Work request | Return the material below word for word, leaving out the pictures.

-------- Given data --------

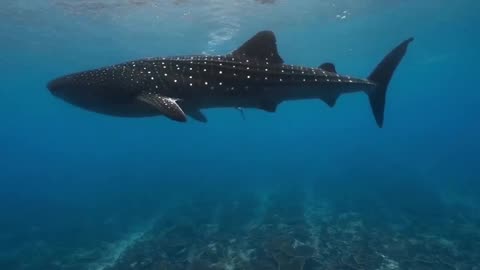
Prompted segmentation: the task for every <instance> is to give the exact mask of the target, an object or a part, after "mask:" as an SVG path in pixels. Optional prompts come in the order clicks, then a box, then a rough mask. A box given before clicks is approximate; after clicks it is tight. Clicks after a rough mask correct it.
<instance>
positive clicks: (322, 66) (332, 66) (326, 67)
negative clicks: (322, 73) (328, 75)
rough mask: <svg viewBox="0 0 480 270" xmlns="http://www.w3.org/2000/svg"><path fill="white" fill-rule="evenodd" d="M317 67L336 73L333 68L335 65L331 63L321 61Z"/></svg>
mask: <svg viewBox="0 0 480 270" xmlns="http://www.w3.org/2000/svg"><path fill="white" fill-rule="evenodd" d="M319 68H321V69H323V70H325V71H328V72H333V73H337V70H336V69H335V65H334V64H333V63H323V64H321V65H320V66H319Z"/></svg>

--------

Completed exercise |
Prompted segmentation: the task for every <instance> is to give the exact mask of the target, an object or a part, after "mask:" as an SVG path in pixels. Optional prompts come in the order clicks, then a box, then a rough mask. A box given before clicks is approximate; after clicks it is tight. Clicks after a rough mask correct it.
<instance>
positive clicks: (322, 66) (332, 66) (326, 67)
negative clicks: (322, 73) (328, 75)
rough mask: <svg viewBox="0 0 480 270" xmlns="http://www.w3.org/2000/svg"><path fill="white" fill-rule="evenodd" d="M317 67L336 73L333 68L335 65L331 63L321 61Z"/></svg>
mask: <svg viewBox="0 0 480 270" xmlns="http://www.w3.org/2000/svg"><path fill="white" fill-rule="evenodd" d="M319 68H321V69H323V70H325V71H328V72H333V73H337V70H336V69H335V65H334V64H333V63H323V64H321V65H320V66H319Z"/></svg>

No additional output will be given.